Stated problem ▸ Rewrite the items starting with the line that contains "In the photo above, where can the dark hair" and continuing through the line that contains "column 99, row 352", replacing "stadium background" with "stadium crowd" and leaving everything else unchanged.

........

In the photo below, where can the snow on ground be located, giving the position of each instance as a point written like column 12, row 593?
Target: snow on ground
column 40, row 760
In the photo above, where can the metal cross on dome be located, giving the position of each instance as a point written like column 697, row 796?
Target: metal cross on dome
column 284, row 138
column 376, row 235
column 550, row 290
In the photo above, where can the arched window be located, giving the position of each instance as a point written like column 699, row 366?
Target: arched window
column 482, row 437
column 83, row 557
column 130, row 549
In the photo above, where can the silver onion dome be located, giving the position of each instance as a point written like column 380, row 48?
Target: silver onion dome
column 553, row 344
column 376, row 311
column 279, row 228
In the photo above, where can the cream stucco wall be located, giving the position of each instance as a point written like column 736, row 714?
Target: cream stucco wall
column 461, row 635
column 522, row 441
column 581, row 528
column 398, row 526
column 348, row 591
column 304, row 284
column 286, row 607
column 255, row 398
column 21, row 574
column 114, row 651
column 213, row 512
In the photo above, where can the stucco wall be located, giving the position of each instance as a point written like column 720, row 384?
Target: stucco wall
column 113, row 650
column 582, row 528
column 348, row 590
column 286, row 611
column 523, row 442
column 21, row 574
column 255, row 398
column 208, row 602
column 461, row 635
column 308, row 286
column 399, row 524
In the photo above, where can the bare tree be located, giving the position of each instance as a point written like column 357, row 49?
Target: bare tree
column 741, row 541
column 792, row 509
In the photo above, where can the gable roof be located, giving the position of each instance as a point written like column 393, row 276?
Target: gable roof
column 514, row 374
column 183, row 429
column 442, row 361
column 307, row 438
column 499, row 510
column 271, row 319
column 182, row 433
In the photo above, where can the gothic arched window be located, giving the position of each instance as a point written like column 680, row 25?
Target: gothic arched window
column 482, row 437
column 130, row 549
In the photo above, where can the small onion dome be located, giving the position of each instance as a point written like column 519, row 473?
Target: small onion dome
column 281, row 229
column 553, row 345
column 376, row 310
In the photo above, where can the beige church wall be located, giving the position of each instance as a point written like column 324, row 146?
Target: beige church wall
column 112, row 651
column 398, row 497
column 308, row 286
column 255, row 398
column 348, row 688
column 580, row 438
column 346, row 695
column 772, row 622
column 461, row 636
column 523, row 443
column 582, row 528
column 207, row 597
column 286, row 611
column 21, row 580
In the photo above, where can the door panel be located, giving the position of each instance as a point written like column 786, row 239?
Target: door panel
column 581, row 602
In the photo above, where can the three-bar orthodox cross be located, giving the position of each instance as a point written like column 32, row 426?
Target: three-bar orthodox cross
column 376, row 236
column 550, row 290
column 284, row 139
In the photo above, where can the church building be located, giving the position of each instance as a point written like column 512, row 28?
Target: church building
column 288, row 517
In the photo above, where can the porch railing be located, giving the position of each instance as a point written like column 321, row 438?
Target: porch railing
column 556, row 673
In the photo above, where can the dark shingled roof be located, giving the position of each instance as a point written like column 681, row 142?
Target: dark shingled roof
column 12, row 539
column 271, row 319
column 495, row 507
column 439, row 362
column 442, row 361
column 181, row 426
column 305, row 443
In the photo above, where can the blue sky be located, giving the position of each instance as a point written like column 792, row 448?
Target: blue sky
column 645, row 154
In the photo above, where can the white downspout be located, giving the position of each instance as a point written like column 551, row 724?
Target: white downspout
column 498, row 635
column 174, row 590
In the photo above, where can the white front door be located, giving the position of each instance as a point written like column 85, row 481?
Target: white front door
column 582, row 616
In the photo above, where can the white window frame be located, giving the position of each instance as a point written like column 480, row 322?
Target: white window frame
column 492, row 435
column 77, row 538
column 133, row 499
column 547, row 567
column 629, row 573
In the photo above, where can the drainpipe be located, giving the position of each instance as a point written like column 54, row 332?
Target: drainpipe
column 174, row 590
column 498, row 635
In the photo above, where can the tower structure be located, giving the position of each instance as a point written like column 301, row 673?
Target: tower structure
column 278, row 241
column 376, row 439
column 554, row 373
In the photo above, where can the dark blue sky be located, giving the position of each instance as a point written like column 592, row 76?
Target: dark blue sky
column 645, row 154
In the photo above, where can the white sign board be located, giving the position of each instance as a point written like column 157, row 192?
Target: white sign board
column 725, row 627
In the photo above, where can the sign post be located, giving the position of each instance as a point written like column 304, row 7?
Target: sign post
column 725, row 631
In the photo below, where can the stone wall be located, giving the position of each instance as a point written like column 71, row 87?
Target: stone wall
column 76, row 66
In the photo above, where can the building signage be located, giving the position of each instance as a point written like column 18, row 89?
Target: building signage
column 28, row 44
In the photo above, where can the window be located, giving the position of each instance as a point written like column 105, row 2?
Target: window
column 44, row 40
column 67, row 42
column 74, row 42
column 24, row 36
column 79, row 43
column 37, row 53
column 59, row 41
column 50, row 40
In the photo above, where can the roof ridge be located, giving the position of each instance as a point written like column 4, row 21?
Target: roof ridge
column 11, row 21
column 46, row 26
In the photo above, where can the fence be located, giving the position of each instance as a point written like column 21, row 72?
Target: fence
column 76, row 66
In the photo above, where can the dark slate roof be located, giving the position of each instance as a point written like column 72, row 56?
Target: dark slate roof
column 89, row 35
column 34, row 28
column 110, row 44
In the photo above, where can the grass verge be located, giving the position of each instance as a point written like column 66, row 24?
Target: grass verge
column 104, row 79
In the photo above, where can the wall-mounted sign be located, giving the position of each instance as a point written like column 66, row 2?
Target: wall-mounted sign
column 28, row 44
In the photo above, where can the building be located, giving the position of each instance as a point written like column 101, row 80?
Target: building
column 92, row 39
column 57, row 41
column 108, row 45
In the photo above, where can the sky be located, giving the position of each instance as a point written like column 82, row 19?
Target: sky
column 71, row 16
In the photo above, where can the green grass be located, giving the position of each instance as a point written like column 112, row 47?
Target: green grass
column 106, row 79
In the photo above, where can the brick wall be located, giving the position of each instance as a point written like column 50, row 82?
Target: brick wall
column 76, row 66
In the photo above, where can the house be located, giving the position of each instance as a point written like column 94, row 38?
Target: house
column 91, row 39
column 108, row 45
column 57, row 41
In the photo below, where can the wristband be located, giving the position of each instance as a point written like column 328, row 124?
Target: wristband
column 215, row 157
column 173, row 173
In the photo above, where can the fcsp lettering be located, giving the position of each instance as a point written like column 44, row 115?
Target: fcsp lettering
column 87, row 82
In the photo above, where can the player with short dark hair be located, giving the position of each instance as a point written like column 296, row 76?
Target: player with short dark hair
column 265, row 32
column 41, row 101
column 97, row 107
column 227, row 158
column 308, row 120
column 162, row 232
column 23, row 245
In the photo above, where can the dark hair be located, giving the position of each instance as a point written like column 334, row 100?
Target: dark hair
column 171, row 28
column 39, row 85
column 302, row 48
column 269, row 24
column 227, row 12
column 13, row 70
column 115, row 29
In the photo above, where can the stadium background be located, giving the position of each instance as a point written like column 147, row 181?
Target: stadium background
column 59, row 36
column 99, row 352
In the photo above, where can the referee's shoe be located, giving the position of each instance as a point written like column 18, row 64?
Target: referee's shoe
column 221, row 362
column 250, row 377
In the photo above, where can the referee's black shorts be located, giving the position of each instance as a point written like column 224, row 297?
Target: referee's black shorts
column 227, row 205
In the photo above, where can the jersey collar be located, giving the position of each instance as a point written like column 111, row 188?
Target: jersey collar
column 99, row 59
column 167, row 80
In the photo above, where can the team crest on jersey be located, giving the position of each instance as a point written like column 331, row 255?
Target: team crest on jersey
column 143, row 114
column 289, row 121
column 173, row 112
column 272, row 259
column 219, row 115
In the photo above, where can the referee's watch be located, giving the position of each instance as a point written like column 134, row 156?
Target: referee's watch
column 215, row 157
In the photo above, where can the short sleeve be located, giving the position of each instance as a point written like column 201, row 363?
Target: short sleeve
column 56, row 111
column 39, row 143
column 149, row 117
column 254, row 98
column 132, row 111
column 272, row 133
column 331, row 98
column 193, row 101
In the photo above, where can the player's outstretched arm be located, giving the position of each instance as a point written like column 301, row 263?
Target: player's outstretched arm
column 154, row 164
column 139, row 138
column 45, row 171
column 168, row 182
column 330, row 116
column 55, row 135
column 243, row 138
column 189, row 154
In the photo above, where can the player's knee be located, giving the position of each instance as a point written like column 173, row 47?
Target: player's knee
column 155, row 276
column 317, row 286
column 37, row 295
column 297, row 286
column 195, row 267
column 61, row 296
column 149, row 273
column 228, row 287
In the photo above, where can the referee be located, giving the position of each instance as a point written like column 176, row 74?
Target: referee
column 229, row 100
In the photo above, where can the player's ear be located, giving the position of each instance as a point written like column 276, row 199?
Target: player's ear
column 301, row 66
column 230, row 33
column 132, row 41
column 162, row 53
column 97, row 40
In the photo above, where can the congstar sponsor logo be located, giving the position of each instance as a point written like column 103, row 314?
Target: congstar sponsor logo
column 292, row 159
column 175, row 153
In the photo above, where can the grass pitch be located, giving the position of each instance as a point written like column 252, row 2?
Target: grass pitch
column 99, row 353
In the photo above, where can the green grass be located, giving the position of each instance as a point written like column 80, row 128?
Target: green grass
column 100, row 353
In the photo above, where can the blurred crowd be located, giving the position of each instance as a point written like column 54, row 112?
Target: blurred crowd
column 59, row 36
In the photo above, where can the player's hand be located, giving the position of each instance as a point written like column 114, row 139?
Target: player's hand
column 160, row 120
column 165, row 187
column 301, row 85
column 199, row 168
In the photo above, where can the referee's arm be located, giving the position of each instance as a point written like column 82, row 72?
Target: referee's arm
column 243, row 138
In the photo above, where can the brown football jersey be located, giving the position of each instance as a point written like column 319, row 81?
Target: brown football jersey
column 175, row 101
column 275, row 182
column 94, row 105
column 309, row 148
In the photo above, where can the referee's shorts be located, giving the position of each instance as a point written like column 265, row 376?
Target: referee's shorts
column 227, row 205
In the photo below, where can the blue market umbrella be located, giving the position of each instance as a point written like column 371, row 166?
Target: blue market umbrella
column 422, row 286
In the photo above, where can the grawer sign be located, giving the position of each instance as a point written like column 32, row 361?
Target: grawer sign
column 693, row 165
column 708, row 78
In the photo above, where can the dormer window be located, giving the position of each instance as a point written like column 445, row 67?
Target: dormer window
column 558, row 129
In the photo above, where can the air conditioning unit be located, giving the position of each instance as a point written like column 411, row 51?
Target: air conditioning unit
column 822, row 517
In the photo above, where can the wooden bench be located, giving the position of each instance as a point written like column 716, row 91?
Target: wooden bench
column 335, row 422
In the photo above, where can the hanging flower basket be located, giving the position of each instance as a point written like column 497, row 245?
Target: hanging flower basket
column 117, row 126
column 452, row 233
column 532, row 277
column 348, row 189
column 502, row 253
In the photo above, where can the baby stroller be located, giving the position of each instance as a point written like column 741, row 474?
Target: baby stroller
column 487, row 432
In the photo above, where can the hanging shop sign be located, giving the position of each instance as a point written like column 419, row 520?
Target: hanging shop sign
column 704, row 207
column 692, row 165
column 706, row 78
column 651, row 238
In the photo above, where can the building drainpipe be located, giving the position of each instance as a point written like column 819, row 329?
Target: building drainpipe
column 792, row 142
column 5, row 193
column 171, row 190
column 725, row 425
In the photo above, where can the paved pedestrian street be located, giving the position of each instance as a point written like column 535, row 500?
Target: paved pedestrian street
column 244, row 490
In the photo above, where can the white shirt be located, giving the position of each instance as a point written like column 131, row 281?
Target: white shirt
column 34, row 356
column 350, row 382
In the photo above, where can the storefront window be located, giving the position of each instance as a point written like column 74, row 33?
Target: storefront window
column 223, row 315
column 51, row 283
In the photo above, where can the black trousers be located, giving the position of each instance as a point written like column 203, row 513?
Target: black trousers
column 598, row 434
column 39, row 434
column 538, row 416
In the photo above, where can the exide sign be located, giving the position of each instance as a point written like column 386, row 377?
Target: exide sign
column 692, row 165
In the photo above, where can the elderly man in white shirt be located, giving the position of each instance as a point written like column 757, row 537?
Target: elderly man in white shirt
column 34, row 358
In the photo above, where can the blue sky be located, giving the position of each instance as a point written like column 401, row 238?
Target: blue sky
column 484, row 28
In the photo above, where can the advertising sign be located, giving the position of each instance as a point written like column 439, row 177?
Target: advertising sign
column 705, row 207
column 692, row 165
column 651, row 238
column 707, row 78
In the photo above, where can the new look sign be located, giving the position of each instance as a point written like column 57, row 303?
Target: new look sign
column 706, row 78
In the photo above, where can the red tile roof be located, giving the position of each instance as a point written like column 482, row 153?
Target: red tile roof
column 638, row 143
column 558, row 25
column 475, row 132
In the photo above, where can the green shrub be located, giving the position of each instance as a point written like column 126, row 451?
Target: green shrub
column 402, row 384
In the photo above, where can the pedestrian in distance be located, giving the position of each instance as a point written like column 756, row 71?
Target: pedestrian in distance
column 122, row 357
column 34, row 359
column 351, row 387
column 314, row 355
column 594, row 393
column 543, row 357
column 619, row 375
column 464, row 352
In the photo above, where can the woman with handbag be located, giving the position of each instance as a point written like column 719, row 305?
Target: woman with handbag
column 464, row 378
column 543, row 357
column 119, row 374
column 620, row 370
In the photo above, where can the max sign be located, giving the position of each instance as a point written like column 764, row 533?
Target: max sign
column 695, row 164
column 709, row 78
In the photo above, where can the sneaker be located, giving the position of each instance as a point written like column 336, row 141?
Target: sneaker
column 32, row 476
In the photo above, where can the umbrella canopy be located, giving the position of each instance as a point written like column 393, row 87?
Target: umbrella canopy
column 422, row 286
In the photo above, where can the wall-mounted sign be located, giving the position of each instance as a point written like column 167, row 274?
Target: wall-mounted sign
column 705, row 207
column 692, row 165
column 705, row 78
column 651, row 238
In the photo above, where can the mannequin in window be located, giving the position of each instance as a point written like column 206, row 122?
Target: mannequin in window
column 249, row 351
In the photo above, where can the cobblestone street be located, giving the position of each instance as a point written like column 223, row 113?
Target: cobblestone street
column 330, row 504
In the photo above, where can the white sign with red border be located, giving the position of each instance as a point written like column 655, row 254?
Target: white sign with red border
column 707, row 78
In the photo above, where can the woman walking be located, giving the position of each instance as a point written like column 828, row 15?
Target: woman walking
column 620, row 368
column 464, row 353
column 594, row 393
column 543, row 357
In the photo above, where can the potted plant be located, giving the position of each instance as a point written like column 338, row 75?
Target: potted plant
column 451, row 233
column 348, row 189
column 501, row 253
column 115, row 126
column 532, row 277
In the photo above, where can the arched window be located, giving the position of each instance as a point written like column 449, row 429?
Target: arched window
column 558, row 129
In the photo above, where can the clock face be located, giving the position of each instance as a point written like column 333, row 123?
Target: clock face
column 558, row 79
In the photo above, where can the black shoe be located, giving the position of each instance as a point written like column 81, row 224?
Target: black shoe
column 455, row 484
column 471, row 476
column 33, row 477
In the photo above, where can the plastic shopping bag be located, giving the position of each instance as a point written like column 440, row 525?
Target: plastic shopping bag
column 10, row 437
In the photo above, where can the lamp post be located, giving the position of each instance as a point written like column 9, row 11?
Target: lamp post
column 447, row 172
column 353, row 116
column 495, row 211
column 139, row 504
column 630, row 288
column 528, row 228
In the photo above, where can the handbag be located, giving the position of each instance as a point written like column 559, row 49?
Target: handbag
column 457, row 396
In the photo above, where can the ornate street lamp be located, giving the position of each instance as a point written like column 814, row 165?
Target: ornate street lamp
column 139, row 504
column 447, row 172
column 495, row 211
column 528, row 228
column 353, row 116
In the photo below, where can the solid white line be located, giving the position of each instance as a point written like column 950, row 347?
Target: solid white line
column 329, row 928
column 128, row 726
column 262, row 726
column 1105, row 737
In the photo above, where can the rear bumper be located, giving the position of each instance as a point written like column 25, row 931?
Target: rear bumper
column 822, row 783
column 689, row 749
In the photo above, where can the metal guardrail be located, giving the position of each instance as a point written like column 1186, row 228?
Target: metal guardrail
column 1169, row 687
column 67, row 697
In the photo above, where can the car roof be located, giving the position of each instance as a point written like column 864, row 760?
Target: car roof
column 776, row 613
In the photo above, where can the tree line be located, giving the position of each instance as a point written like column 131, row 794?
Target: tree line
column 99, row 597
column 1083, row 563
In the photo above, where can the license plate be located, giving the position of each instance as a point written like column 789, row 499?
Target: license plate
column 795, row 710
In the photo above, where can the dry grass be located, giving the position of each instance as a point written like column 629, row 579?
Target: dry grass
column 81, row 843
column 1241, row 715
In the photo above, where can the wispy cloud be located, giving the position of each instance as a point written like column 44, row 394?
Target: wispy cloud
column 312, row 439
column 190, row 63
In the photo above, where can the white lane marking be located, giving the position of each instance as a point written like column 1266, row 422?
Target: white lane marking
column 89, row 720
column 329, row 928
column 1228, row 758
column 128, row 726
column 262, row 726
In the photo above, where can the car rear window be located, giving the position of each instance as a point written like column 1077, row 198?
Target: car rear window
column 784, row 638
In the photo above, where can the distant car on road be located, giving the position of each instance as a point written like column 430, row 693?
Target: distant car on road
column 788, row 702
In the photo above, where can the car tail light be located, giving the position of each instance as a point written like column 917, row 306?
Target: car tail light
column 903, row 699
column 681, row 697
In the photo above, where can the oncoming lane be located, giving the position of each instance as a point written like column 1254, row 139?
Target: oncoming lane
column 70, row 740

........

The answer ▸
In the photo above, where can the dark hair be located, giving the position of each instance as a point written like column 334, row 100?
Target: dark hair
column 171, row 28
column 39, row 85
column 302, row 48
column 269, row 24
column 227, row 12
column 13, row 70
column 115, row 29
In the photo above, where can the stadium crowd be located, giving the position of each instance as a point written like column 147, row 181?
Target: stadium crowd
column 59, row 36
column 99, row 352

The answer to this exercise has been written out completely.